# [Stored data entries]
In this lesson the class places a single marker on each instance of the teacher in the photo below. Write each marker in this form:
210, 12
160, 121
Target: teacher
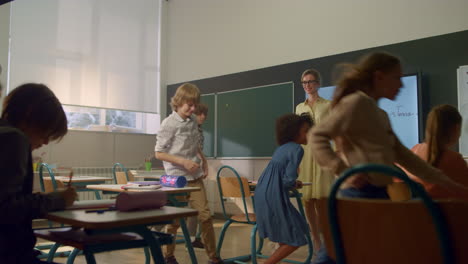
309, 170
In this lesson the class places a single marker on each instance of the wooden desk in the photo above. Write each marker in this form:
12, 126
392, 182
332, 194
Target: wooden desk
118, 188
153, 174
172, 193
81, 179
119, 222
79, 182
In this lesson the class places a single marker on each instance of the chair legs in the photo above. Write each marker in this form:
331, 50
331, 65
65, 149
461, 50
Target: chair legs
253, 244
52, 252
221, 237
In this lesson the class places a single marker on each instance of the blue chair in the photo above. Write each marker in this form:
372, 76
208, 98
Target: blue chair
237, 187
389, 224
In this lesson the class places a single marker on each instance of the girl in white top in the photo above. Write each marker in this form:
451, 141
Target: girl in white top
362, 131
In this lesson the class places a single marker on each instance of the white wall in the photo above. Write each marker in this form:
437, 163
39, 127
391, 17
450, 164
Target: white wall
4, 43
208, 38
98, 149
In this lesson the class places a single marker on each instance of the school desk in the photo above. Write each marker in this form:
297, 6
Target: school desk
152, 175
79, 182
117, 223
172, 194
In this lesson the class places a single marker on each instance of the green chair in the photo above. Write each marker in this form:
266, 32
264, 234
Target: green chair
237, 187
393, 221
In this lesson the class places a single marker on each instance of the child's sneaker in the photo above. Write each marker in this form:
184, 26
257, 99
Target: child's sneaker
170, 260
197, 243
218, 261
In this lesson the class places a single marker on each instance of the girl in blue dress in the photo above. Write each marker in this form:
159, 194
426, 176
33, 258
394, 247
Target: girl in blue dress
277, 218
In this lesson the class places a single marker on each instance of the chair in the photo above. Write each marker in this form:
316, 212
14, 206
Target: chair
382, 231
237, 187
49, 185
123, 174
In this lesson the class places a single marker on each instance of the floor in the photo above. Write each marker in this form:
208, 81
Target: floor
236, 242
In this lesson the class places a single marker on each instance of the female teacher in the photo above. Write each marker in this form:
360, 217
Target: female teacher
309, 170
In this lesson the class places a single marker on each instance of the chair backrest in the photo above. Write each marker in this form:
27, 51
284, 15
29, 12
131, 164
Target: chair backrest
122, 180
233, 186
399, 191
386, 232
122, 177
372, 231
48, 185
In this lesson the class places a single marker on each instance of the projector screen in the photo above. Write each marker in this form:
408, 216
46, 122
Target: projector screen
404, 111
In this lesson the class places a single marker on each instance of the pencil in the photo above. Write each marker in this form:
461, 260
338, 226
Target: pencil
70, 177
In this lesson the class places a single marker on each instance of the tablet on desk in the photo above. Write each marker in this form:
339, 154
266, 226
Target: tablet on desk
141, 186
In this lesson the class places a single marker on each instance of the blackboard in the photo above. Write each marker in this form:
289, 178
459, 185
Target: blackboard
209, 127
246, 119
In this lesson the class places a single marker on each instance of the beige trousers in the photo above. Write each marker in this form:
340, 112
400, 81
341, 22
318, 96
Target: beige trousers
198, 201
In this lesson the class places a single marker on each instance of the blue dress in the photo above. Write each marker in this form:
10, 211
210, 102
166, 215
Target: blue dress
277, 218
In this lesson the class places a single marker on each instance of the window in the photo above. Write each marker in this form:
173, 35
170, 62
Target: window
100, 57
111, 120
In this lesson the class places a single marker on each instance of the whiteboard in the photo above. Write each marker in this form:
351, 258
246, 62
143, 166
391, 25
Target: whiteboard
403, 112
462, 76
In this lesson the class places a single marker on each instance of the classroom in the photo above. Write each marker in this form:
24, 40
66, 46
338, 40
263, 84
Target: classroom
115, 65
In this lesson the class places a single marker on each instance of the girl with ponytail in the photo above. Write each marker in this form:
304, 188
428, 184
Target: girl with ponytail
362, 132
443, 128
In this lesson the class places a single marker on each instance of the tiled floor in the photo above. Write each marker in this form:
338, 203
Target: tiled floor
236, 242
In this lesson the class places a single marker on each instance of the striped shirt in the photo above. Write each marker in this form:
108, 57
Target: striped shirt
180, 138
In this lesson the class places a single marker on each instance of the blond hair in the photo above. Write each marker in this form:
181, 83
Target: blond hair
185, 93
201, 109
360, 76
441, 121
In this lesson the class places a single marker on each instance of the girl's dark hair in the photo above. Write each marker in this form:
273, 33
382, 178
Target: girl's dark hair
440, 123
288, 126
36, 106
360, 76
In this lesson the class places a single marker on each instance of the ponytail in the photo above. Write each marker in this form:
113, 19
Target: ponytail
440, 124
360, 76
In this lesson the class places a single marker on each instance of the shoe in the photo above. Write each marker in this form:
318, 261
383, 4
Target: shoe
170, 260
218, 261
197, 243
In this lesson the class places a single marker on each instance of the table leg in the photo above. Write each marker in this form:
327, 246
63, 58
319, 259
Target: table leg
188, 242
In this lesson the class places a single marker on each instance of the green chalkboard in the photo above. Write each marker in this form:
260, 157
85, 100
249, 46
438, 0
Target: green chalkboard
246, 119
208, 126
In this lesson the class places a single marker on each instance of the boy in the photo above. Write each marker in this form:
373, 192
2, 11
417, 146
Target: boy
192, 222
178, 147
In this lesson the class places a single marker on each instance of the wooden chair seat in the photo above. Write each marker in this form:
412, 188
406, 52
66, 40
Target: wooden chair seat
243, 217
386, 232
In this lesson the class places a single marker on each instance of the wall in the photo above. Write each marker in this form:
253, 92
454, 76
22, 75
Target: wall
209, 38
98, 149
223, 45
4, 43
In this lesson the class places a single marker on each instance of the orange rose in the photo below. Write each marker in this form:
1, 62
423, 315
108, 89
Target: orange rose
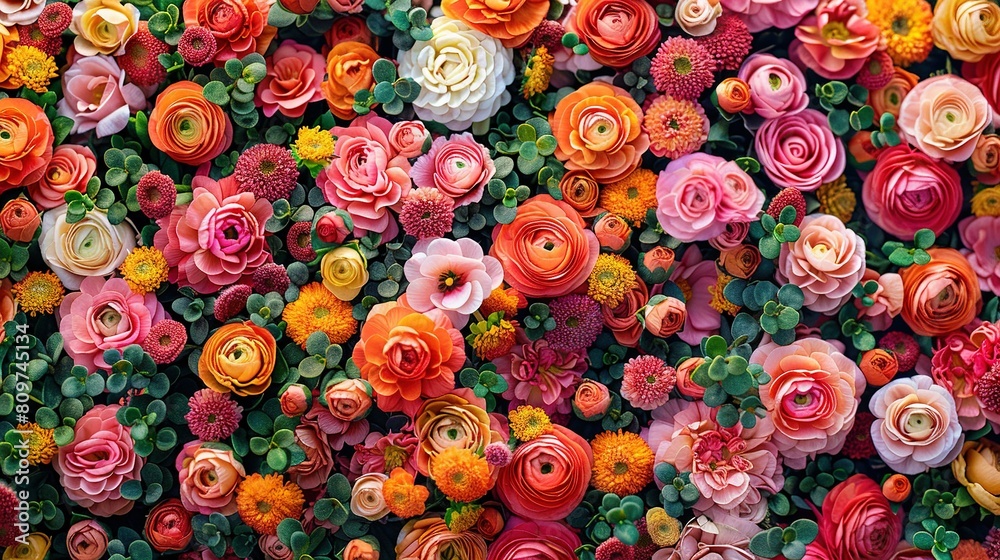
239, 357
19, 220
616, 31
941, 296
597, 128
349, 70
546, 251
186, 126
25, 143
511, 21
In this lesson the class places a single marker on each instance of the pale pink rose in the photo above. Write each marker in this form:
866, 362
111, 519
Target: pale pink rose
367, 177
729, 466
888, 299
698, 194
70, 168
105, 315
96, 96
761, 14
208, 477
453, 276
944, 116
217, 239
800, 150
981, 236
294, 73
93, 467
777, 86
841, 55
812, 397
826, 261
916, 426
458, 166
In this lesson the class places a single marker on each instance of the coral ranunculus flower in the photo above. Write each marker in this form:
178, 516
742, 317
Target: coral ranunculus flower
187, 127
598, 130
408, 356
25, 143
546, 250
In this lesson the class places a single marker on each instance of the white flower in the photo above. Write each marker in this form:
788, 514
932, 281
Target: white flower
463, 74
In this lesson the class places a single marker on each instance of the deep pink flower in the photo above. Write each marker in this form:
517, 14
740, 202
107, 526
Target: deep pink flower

# [Objective]
Without the pictures, repeat the listing above exactly.

# [Task result]
In this lesson the class places a single marker on each instance of the teacher in the photo below. Write each marker in this form:
210, 12
160, 121
Target: teacher
309, 170
In this lesson the class places a single marker on each instance of the wooden desk in the photo above. Write each marker in this form:
12, 126
392, 182
332, 194
Target: wooden desk
118, 188
153, 174
172, 193
81, 179
119, 222
79, 182
In this lesson the class places a single marker on each instance of the chair legs in the photo above. Write each marker in this form:
331, 50
331, 65
65, 149
461, 50
Target: chair legs
253, 244
52, 252
221, 237
In this lesson the class places a single marker on each instance of the blue chair in the photo above. Write each marker in this form:
372, 76
208, 98
Target: blue chair
237, 187
389, 224
In this lesson the class places a single marker on each instance of the girl in white top in the photo above. Write each marker in this form:
451, 141
Target: girl in white top
362, 131
In this lesson the class places a single marker on each instance of the white wall in the photo above. Write each marker in this form:
437, 163
39, 127
391, 17
450, 164
Target: white wall
4, 43
208, 38
98, 149
In this lesson the class places a single marker on each instance of the school desk in the photo above. Write each marker in this form:
297, 6
Target: school desk
152, 175
79, 182
117, 223
172, 194
In this lesson the class places a single marker on each instance of the green chair in the photo above. Write each marker in this form:
266, 32
264, 234
Target: green chair
237, 187
393, 221
In this lesson the class places a single marker on each instance of the child's sneaker in the photo above. Write each marker in this form:
184, 26
257, 99
Target: child's sneaker
170, 260
197, 243
218, 261
In this lesson the class places a single marker on each instance of the girl in blue dress in the photo above. Write each marker in this form:
159, 194
426, 176
33, 258
394, 247
Target: girl in blue dress
277, 218
In this lesson the class places a single marker on each instance of the chair in the photo above. Write each marker in this form:
316, 212
14, 206
Target: chair
382, 231
237, 187
49, 185
123, 174
In this lesson the class places a single marker on each instance of the floor in the photo above. Write each marker in this form:
208, 81
Target: floor
236, 242
In this lesson the class places a single marker on each instance of the female teacher in the photo above. Write each marker in this form:
360, 217
Target: female teacher
309, 170
In this lesson the class places a single marker on each instance of the chair backrest in the photo above. Write each marker in this form:
27, 51
284, 15
29, 12
131, 164
Target: chair backrest
122, 180
233, 186
399, 191
386, 232
122, 177
372, 231
48, 185
In this lesson the class places a single marker on each instance of the projector screen in the photo above. Write each marker in this form:
408, 216
46, 122
Target: projector screen
404, 111
In this lesson the class places a single marker on each instance of the pencil in the photo above. Write each marker in this form:
461, 260
338, 226
Target: pencil
70, 177
In this lesson the class places a single marker on each instance of the tablet on desk in the photo above. Write each marker in this form:
339, 154
266, 226
Target: tablet on desk
141, 186
In this lesson the class places a single marker on each instance of the blackboard in the photo above. Write each marker in this form:
289, 178
459, 185
Target: blackboard
209, 127
246, 119
In this lesson the class places a single marker on each instance of the beige trousers in the photo above. Write each marker in this form:
340, 112
400, 81
341, 22
318, 96
Target: beige trousers
198, 201
In this lesson the class places a single marker on each instance of the blue dress in the photo above. Write each marker in this form:
10, 211
210, 102
166, 215
Target: blue dress
277, 218
In this lesson the class places a single marker on each instance of the window in the photo above. Write each marker in this form:
173, 35
170, 62
Target: window
100, 57
111, 120
In this lesson the class places a single marker on each instance of the whiteboard in the photo above. Write each marker in this form:
351, 258
246, 62
143, 166
391, 25
Target: whiteboard
403, 112
462, 76
In this lesson the class places a single marker on each instance of the classroom in the photo above. Write each marker in this form:
24, 40
66, 46
338, 40
263, 84
Target: classroom
115, 65
In this lesson the class places a single marker on each instance of the girl with ponytail in the photo above. Write each marker in this form:
304, 188
428, 184
Target: girl with ponytail
362, 132
443, 128
In this lesson the class places a single marker on each instance of the tiled floor in the photo above. Write each marker in this form:
338, 203
Target: tiled floor
236, 242
In this lesson the class places a single marker on each instance of the striped shirt in the photo above. Write each marker in this form:
108, 57
Target: striped shirt
180, 138
In this lesson the class places a single marker on each instance of the blond hair in the photo above. Write each marker in this form:
181, 83
Target: blond hair
185, 93
201, 109
360, 76
441, 121
In this lesson the class places a single marker on each instance of the girl's dark hair in the photo above. Write each marker in this form:
273, 33
382, 178
Target: girl's dark hair
440, 123
288, 126
36, 106
360, 76
In this lesson the class places a single marker on each instance of the ponytail in the photo above. Write each marker in this form:
113, 19
Target: ponytail
440, 124
360, 76
In this lesson the class places a single marker on each instance of the shoe in the photo above. Write each marker in this form:
318, 261
383, 4
Target: shoe
170, 260
218, 261
197, 243
In this lesson the class places a single marker on each instance of the table leg in the photo above. Write each marker in this form:
327, 246
63, 58
319, 259
Target: table leg
188, 242
In this lesson the class places a single marker on each instance of the green chalkboard in the photo above. Write each marker in this form:
260, 157
85, 100
249, 46
438, 0
Target: green chalkboard
246, 119
208, 126
In this lesson the class places a single marker on each instance of the boy in the photo above. Write each marker in this form:
373, 192
2, 11
417, 146
Target: boy
192, 222
178, 147
In this lesson the class places a single marker on each instance of the wooden chair seat in the photo above. Write each marker in this form:
412, 188
406, 52
66, 40
Target: wooden chair seat
243, 217
386, 232
In this lesson the class places a single marker on each instance of the wall in the photo above. Write each marker in this form:
253, 92
454, 76
22, 75
Target: wall
209, 38
98, 149
223, 45
4, 43
In this lesson the class places a single marker on each instance of the orange rose in the photo below. Write each marker in this form:
1, 62
423, 315
108, 89
Target: orange rose
239, 357
19, 220
616, 31
941, 296
597, 128
349, 70
546, 251
186, 126
25, 143
511, 21
In this lesson the class places a single marker on each instance of the pale pink rose in the photo above. Write each marker in this form:
866, 362
111, 519
Target: pale pink rose
367, 177
729, 466
888, 299
698, 194
70, 168
105, 315
96, 96
761, 14
208, 477
453, 276
944, 116
217, 239
800, 150
981, 236
294, 73
93, 467
777, 86
841, 55
812, 397
826, 261
916, 426
458, 166
In this lesson the class places a single marker on each instance of the coral ranunculus flower in the photo above. Write each marker in this form:
178, 516
742, 317
Target: coral ranunculus flower
187, 127
598, 130
408, 356
25, 143
546, 250
In this lesson the class places a single marker on each instance of the white flower in the photo above. Write each marker in this form:
788, 514
932, 281
Target: white flower
463, 74
In this lesson the class places a single marker on each instance of the deep pink flower in the photo above. Write each marker in this form:
517, 14
740, 202
107, 526
Target: deep pink flower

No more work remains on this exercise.